=== Exercise directions ===
In the review of "The Bell Jar" below, what kind of publication does Esther Greenwood work for in New York?

=== Selected text ===
_ _ _ _ _ _ _

Sylvia Plath’s ‘The Bell Jar’ promotes self-identity search
October 30, 2019
Whenever someone asks me for a book recommendation, usually my first response is “The Bell Jar” by Sylvia Plath, and when they ask why I tell them that if I had to pick a book that clearly renders the search for identity — which we all at some point chase — it would be this one.
The novel follows the main character, Esther Greenwood, and her descent into madness, as she loses herself within the deep labyrinths of her own mind. Plath constructs this character as a reflection of herself — a parallel to her life, classifying the book as semi-autobiographical. Both are riddled with feelings of inadequacy and self-doubt, living in a world where they just don’t conform to who society wants them to be. One part of her wants to be a writer, but the other, a mother and a wife.
Plath begins the novel with Esther in the city of New York working for a fashion magazine with other college students, but she feels like she doesn’t fit in with them and the glamorous atmosphere. After she leaves the city, Esther sinks down deeper into the abyss of madness and attempts to commit suicide on multiple occasions. She almost accomplishes this, but she is found and brought to the hospital in time. When she leaves the hospital she is brought to a ward where she receives electric shock therapy in an attempt to make her mind well again.

_ _ _ _ _ _ _

=== Collected material ===
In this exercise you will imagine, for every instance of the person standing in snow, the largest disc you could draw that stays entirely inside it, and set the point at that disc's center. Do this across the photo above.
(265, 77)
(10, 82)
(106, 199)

_ _ _ _ _ _ _

=== Your response ===
A fashion magazine.